*READING TEXT*:
·····
Physics: Optical fibres, Photonic crystal fibres, The University of Sydney
Dr Boris Kuhlmey researches and develops optical fibres used in microscopes and for medical tools. His work focuses on how the fibres’ microscopic structure affects light travelling through it. Boris has been developing fibres perforated with microscopic holes. When filled with fluids such as water or blood, light passes differently through the fibre. Analysis of the light’s path can then be used to detect pollutants or disease, promising accurate, rapid and cheap diagnosis. Kuhlmey has also been working on inserting metallic nano-strands into fibre to adjust its optical properties. Such properties include the ability to act as a sharper magnifier then any current microscope, and the facility to become partially invisible.
As the education and training director for CUDOS, Boris has been actively involved in the community; presenting at science fairs and promoted the use of YouTube for science videos. He frequently hosts students under the CSIRO student research scheme and tutors socially disadvantaged students on a volunteer basis. Kuhlmey developed a publicly-available software tool on fibre modelling techniques, now the international standard for a range of fibre calculations. He also initiated a Photonics Science School for Australian and New Zealand undergraduate students. Boris has produced 63 peer-reviewed publications and has presented at numerous international conferences.
·····
*TASK SET*:
• A. Answer these questions using the profile of Dr Boris Kuhlmey above.
(i) What two fluids are named as filling the holes in the fibres?
(ii) How many peer-reviewed publications has he produced?
(iii) Which students is the Photonics Science School he initiated meant for?
• B. From the profile of Dr Boris Kuhlmey, copy word for word the part that opens with the words containing "As the education" and closes with "numerous international conferences.".

[Saved entries]
·····
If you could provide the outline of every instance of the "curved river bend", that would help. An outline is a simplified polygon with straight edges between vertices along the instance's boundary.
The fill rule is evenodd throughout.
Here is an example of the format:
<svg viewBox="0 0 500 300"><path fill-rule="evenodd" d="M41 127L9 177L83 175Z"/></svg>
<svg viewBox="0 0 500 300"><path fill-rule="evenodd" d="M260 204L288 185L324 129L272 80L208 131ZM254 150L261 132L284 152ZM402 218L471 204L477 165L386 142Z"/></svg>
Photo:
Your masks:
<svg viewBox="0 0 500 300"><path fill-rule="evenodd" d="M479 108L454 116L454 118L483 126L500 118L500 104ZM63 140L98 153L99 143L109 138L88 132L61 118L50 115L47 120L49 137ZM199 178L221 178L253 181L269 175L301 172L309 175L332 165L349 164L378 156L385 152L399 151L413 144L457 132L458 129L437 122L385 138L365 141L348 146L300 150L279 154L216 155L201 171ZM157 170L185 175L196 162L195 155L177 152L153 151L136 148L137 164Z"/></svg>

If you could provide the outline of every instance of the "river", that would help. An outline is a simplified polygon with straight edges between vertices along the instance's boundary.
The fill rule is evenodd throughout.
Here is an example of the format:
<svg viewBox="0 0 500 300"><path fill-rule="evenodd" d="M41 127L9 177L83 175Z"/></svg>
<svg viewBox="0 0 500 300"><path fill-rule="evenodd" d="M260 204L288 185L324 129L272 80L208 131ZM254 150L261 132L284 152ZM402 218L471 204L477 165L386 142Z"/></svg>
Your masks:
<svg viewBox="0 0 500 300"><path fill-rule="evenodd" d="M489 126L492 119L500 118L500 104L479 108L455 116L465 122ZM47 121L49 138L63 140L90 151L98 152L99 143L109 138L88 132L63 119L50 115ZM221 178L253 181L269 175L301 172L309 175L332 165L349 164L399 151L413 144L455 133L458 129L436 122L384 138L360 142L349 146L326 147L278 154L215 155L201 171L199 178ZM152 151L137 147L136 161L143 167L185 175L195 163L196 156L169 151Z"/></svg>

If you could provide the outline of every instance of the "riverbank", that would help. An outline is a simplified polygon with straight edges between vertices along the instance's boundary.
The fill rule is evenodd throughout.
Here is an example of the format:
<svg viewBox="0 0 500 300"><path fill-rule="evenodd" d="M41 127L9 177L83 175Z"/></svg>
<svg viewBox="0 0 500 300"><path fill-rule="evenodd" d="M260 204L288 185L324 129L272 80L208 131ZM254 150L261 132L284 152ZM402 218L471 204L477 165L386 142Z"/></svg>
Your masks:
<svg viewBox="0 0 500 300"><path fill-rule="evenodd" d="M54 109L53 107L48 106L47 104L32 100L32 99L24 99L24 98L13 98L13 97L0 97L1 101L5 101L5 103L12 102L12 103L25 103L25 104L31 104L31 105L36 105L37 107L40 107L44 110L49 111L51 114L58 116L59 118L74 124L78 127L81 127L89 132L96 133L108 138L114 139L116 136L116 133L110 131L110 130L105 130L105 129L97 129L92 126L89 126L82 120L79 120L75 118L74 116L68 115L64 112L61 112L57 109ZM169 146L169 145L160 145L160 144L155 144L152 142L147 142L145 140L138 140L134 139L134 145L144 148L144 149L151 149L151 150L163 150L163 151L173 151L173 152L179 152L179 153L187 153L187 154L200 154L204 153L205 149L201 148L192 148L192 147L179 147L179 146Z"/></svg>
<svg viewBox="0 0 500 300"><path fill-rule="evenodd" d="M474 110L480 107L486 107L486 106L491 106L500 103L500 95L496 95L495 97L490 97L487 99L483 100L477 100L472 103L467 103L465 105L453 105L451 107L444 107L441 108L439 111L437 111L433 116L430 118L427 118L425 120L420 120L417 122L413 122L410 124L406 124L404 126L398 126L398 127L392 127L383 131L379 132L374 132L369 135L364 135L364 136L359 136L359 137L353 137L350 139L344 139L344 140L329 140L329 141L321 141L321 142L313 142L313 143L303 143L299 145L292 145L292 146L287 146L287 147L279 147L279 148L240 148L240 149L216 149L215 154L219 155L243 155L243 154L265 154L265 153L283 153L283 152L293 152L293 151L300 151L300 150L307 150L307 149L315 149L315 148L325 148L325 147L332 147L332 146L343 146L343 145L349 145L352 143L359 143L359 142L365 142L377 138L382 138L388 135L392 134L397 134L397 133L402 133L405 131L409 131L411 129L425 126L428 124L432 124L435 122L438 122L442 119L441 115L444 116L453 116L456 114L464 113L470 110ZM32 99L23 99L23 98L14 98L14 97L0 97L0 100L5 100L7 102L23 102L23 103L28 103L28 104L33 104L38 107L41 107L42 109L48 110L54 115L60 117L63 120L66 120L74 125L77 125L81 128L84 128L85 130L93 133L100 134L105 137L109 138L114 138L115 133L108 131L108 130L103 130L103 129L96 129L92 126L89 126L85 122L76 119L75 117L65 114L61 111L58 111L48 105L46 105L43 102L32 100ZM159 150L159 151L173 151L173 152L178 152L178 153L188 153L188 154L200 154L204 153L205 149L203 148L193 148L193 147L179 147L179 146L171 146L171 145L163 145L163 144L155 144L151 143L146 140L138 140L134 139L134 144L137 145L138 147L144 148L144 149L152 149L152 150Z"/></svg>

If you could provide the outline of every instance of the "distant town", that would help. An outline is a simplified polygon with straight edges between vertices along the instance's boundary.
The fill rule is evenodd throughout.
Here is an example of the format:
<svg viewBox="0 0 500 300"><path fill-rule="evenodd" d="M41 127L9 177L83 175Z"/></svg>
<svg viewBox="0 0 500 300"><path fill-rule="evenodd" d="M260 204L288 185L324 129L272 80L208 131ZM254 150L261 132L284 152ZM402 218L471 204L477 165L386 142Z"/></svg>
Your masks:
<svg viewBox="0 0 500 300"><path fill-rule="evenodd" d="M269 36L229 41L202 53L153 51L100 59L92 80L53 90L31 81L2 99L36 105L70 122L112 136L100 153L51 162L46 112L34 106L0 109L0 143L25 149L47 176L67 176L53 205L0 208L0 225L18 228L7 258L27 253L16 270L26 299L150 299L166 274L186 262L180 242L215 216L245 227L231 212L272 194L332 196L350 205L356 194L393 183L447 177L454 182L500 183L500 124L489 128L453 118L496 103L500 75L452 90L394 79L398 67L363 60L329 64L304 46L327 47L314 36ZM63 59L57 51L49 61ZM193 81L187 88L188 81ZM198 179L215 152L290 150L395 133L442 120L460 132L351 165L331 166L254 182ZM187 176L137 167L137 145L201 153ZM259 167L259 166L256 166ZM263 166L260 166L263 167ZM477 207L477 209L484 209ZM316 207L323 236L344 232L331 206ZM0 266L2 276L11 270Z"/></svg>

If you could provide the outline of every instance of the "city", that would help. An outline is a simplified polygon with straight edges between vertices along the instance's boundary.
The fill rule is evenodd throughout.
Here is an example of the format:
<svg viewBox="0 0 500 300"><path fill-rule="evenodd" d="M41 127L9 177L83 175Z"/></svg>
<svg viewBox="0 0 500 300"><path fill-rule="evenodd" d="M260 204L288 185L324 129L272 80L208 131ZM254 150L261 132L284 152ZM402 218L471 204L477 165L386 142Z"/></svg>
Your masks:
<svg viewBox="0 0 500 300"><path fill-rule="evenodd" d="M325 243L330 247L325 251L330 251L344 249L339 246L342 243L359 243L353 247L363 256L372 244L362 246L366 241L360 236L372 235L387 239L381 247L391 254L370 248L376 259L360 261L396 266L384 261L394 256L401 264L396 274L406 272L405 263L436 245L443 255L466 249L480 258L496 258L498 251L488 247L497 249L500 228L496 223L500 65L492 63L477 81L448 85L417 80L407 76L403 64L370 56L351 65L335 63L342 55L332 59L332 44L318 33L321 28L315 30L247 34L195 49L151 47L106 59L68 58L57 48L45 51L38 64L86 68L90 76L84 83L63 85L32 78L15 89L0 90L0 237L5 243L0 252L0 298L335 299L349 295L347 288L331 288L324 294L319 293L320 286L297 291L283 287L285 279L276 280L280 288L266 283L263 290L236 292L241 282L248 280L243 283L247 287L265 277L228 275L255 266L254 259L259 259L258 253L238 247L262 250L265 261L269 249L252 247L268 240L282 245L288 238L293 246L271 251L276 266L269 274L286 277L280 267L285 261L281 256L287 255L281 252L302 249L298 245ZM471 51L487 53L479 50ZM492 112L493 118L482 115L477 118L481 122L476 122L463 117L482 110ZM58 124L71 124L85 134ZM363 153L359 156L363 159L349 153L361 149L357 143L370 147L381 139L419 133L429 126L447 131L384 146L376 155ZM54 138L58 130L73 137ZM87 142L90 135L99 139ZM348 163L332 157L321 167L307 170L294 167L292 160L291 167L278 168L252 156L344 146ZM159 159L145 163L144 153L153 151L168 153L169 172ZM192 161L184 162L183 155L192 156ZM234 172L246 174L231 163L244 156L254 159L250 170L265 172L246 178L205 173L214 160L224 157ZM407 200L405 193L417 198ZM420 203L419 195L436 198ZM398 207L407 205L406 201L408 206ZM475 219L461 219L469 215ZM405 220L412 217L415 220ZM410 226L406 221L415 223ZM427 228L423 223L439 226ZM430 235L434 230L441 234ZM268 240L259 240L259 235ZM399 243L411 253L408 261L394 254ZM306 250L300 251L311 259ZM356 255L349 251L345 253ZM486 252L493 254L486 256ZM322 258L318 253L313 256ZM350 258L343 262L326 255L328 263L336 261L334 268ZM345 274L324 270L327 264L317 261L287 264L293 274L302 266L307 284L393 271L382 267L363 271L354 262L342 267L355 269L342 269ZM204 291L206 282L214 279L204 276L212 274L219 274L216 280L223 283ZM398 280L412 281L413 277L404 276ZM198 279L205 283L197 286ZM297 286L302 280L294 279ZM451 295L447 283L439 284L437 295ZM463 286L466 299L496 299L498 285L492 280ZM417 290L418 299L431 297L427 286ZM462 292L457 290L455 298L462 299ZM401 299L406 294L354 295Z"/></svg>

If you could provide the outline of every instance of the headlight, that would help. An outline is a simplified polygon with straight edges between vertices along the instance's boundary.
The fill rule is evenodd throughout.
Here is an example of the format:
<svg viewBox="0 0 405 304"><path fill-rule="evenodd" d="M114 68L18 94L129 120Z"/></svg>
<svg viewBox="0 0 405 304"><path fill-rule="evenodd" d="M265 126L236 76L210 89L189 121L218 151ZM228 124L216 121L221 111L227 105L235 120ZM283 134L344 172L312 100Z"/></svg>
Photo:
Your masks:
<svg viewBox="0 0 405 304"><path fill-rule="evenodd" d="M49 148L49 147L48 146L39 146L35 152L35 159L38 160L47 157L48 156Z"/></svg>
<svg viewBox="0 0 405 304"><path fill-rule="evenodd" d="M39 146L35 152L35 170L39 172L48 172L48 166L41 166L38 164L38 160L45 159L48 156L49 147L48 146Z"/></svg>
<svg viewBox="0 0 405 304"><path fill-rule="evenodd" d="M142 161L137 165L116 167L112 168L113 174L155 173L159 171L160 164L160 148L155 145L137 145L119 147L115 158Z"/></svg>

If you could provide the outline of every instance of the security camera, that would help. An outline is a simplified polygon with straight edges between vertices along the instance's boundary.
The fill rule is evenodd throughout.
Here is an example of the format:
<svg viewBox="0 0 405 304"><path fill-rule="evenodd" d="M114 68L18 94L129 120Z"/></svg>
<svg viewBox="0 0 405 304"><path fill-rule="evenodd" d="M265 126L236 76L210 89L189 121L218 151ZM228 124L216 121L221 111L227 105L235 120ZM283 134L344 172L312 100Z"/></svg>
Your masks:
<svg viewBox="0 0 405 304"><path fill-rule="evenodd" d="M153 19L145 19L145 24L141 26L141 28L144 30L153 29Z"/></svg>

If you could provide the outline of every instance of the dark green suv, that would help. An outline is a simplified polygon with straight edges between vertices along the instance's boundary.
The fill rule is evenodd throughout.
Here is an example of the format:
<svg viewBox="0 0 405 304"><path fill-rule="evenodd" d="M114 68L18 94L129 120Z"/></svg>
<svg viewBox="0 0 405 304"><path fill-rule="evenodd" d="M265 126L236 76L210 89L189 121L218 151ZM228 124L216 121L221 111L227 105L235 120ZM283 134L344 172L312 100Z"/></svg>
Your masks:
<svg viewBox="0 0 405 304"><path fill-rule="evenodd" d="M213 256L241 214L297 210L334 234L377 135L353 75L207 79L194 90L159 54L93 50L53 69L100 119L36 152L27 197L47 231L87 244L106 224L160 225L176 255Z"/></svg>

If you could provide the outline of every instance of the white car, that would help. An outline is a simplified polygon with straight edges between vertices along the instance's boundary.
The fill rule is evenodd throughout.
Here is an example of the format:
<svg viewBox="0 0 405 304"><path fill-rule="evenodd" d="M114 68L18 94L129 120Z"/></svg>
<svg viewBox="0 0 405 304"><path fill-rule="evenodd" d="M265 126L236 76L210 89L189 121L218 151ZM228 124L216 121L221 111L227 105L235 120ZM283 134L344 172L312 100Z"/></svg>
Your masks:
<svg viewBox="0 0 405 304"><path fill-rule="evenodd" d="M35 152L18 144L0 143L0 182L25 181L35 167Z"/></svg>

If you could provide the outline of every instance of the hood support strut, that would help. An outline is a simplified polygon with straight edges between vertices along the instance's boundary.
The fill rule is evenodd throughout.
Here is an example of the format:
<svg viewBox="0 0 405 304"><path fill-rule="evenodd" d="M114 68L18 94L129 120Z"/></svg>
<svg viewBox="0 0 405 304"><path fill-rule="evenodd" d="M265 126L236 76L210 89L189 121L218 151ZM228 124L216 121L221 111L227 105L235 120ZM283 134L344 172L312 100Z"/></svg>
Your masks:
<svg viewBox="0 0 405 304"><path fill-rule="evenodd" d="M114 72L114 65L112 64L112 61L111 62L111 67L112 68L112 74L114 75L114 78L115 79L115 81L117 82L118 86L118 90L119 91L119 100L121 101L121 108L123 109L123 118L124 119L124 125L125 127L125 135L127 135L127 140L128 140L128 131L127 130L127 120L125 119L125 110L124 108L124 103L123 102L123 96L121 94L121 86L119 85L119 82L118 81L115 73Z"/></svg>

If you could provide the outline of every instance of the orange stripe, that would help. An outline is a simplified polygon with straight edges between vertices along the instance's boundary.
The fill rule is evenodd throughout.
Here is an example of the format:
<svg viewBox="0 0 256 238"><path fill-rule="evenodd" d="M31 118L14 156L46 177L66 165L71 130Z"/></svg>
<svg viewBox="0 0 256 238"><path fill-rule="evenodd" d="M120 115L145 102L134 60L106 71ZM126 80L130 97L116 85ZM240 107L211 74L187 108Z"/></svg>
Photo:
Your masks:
·····
*ANSWERS TO THIS EXERCISE*:
• A.
(i) Water and blood.
(ii) 63.
(iii) Australian and New Zealand undergraduate students.

• B.
As the education and training director for CUDOS, Boris has been actively involved in the community; presenting at science fairs and promoted the use of YouTube for science videos. He frequently hosts students under the CSIRO student research scheme and tutors socially disadvantaged students on a volunteer basis. Kuhlmey developed a publicly-available software tool on fibre modelling techniques, now the international standard for a range of fibre calculations. He also initiated a Photonics Science School for Australian and New Zealand undergraduate students. Boris has produced 63 peer-reviewed publications and has presented at numerous international conferences.